WHAT IS NEEDED: Find every line in the records below that holds the word "yellow" and copy it.

Stored records
=-=-=
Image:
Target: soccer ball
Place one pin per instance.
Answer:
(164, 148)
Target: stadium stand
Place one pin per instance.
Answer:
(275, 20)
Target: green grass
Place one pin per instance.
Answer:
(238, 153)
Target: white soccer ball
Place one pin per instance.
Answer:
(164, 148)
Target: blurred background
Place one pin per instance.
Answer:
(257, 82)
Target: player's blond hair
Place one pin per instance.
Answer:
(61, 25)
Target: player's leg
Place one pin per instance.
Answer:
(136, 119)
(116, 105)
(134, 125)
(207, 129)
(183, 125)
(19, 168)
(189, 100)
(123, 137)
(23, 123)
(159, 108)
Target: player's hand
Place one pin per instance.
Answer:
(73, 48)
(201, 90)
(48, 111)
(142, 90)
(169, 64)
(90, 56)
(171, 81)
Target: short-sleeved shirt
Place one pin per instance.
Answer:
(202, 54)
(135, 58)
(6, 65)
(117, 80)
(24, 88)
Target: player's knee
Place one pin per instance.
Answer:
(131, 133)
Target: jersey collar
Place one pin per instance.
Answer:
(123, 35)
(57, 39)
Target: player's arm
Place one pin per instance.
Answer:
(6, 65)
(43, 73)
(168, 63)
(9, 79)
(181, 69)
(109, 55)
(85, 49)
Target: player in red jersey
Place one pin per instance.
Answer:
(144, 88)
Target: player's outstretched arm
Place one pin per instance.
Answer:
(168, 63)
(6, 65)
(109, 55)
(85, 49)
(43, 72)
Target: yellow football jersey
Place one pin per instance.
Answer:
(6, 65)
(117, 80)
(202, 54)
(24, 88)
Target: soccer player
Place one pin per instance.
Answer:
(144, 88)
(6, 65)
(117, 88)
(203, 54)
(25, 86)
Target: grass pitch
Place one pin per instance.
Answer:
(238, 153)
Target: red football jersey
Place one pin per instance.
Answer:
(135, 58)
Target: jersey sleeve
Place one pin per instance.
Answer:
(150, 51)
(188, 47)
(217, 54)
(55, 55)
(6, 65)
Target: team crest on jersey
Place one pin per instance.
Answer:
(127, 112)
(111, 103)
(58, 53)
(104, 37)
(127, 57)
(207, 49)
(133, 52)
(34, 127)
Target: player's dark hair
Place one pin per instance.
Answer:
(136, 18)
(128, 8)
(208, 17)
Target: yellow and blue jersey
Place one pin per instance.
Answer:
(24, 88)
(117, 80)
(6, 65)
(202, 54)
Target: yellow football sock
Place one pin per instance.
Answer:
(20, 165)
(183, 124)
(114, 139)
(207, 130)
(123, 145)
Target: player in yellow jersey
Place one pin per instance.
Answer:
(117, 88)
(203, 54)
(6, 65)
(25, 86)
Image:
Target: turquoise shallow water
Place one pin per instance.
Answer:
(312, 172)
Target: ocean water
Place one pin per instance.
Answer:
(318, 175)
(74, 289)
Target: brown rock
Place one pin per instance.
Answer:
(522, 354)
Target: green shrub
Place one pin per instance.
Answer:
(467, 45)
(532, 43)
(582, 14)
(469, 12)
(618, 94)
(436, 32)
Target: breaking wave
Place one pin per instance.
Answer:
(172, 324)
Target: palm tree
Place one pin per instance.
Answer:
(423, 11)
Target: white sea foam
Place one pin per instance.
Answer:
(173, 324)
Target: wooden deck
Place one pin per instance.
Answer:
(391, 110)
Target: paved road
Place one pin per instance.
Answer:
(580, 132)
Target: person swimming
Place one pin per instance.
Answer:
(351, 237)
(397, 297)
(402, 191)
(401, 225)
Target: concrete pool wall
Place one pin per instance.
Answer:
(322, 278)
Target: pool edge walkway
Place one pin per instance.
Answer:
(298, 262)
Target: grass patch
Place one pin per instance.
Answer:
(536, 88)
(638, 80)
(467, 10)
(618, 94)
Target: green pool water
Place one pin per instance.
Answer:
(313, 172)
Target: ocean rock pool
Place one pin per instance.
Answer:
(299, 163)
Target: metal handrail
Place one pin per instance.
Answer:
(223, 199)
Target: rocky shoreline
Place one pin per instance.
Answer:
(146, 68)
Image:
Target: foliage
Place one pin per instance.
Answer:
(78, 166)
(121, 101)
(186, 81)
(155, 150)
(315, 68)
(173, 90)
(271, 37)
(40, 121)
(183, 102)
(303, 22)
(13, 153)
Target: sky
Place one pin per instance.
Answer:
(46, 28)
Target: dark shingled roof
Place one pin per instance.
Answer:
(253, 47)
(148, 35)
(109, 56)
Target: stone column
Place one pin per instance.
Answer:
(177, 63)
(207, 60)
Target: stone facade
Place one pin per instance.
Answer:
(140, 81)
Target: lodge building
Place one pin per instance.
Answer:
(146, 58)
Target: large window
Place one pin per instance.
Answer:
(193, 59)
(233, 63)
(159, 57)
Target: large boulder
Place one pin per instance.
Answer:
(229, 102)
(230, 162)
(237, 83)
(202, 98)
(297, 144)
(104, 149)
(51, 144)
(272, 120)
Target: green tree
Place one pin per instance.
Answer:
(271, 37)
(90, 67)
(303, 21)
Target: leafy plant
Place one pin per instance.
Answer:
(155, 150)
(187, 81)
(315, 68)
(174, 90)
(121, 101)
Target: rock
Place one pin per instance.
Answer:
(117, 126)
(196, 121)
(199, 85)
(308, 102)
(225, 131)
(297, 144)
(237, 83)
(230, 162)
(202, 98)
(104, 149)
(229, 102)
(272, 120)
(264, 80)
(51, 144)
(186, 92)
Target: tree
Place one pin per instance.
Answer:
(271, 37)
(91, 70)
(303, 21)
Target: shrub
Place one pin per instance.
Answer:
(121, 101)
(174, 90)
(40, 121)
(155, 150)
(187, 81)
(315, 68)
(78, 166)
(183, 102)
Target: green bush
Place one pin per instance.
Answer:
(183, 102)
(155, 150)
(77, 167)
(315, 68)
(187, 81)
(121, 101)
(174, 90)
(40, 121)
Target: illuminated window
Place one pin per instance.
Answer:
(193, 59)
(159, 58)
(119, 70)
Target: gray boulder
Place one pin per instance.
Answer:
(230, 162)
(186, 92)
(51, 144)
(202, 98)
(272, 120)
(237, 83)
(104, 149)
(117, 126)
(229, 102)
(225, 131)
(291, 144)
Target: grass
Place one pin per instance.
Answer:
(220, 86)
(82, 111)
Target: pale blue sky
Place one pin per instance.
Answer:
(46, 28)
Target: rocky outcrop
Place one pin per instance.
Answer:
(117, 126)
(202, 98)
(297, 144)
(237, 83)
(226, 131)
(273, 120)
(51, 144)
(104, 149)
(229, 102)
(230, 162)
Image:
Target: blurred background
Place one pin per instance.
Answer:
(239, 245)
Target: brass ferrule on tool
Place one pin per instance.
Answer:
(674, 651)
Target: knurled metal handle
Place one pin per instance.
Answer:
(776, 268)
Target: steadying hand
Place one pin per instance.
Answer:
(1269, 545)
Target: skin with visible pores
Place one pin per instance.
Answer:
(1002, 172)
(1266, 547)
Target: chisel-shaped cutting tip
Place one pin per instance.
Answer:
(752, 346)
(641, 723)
=-=-=
TASK ANSWER:
Target: yellow football jersey
Target: yellow and blue jersey
Target: yellow football sock
Target: player in yellow jersey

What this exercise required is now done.